▶ [Qué hacer]
Responde con lo que dice el fragmento sobre el arroz dorado:
(a) ¿Para qué suben a torres y edificios, según el primer párrafo?
(b) ¿Quién desarrolló el arroz dorado y hace cuánto tiempo?
(c) ¿De qué vitamina carecen los niños del África subsahariana?
**** Fragmento ****
Parece ser que a esos pijos hijos de papá de Greepeace, burguesitos de buena familia que se pueden permitir el lujo de pasarse la vida de puerto en puerto navegando en potentes barcos y lanchas motoras y practicando deportes de aventura como subir a torres y edificios para poner pancartas con mensajes de protesta, les parece mucho más dañino un hipotético riesgo, nunca probado, al medio ambiente de los alimentos fortificados mediante ingeniería genética que la muerte y las enfermedades que sufren millones de niños cada año por falta de vitaminas esenciales en su alimentación.

Porque el gran delito que han cometido estos niños es que la solución más viable a su problema de subsistencia o de salud se encuentra en un alimento transgénico llamado arroz dorado, desarrollado hace más de una década por un equipo de científicos alemanes y que ha demostrado reiteradamente su inocuidad para el medio ambiente y, por el contrario, su capacidad redentora para estos pobres niños que en los países más miserables del África subsahariana sufren las consecuencias de la falta de vitamina A.
**** Datos de entrada ****
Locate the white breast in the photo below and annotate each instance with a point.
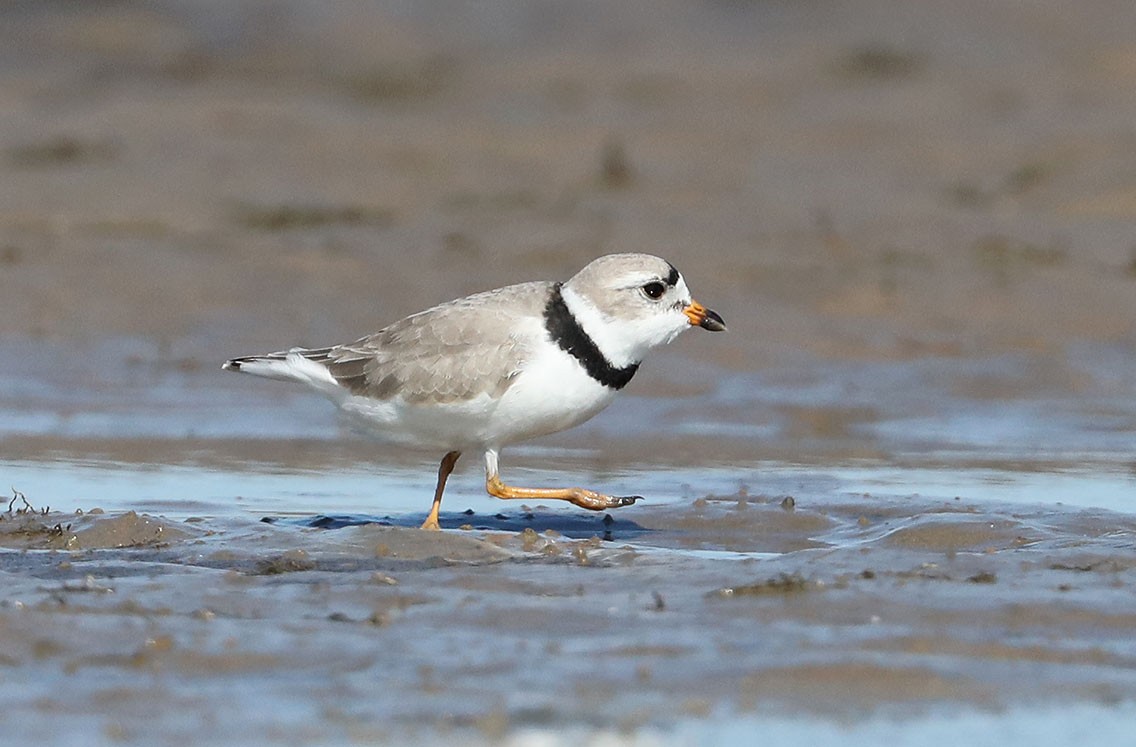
(551, 394)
****
▶ [Respuesta esperada]
(a) Para poner pancartas con mensajes de protesta.
(b) Un equipo de científicos alemanes, hace más de una década.
(c) De vitamina A.